**What you will do**
In the material below, repeat only the lines from the one that holds "One dot per instance of the wooden" through the final line, exactly as they stand.

----- Material

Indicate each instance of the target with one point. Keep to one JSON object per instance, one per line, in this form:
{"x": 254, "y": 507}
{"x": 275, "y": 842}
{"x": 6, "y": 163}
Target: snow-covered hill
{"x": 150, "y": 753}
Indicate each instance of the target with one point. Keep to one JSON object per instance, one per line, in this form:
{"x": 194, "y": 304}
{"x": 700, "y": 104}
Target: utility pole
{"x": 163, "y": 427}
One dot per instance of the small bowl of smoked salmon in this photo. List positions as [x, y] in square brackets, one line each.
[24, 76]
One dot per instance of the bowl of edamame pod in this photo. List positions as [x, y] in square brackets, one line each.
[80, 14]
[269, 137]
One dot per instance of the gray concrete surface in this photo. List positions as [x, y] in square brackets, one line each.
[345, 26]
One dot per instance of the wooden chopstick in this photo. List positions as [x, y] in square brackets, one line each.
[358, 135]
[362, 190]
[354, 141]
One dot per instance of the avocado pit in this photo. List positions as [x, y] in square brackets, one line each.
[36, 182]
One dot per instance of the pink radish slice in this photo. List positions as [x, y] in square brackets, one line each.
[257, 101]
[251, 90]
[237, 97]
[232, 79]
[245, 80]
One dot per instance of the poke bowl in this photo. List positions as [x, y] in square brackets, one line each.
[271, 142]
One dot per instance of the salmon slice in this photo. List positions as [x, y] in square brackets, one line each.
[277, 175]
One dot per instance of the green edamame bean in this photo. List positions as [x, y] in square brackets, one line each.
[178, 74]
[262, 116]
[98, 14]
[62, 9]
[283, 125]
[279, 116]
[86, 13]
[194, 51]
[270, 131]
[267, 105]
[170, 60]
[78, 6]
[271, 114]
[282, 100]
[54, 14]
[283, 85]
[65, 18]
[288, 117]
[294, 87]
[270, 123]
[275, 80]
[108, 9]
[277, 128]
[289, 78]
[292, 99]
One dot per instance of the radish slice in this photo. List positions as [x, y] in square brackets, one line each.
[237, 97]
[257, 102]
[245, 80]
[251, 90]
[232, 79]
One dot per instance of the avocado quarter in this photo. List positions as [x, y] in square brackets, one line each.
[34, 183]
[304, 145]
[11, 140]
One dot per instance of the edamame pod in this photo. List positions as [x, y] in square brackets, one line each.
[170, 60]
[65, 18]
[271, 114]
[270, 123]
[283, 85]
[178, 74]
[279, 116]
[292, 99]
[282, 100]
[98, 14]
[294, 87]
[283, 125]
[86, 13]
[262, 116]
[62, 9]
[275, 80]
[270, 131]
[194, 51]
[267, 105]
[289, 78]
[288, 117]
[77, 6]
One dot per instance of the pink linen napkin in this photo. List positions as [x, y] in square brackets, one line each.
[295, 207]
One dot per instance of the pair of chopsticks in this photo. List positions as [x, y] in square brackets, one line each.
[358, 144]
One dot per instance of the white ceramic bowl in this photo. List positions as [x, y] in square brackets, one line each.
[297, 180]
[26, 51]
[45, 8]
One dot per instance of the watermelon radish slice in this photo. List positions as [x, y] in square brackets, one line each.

----------

**Written response**
One dot per instance of the wooden chopstick in this photo. List positions as [x, y] in square brackets, one line each.
[358, 135]
[362, 190]
[354, 141]
One dot per instance of the avocado pit in this photo. List positions as [x, y] in square brackets, one line each.
[36, 182]
One dot per instance of the pink radish slice in this photo. List positions as [x, y] in square brackets, one line each.
[257, 101]
[251, 90]
[237, 97]
[232, 79]
[245, 80]
One dot per instance of the poke bowl in this photo. List positions as [x, y] in square brackets, one line each.
[271, 142]
One dot per instance of the salmon slice in this photo. List positions as [x, y] in square brackets, one line each.
[277, 175]
One dot per instance of the green edamame bean in this photo. List positions as [x, y] in square brackets, one line each.
[178, 74]
[262, 116]
[98, 14]
[62, 9]
[283, 125]
[279, 116]
[86, 13]
[194, 51]
[270, 131]
[267, 105]
[170, 60]
[78, 6]
[271, 114]
[282, 100]
[54, 14]
[283, 85]
[65, 18]
[288, 117]
[294, 87]
[270, 123]
[275, 80]
[108, 9]
[277, 128]
[289, 78]
[292, 99]
One dot per instance of the radish slice in this photo. List positions as [x, y] in square brackets, one line each.
[237, 97]
[257, 102]
[245, 80]
[251, 90]
[232, 79]
One dot per instance of the avocado quarter in this photo. List positions as [x, y] in square brackets, one line each.
[34, 183]
[304, 145]
[11, 140]
One dot per instance of the edamame pod in this photo. List positions as [x, y] in square brackets, one line each.
[170, 60]
[65, 18]
[271, 114]
[270, 123]
[283, 85]
[178, 74]
[279, 116]
[292, 99]
[282, 100]
[98, 14]
[294, 87]
[283, 125]
[86, 13]
[262, 116]
[62, 9]
[275, 80]
[270, 131]
[194, 51]
[267, 105]
[289, 78]
[288, 117]
[77, 6]
One dot per instance of the pink linen napkin in this photo. List positions as [x, y] in square brackets, one line each.
[295, 207]
One dot per instance of the pair of chopsticks in this photo. List positions as [x, y] in square brackets, one line each.
[358, 144]
One dot per instance of the white ceramic bowl in this photo. List positions as [x, y] in square brackets, one line each.
[297, 180]
[26, 51]
[45, 8]
One dot per instance of the watermelon radish slice in this photo. List positions as [x, y] in square brackets, one line each.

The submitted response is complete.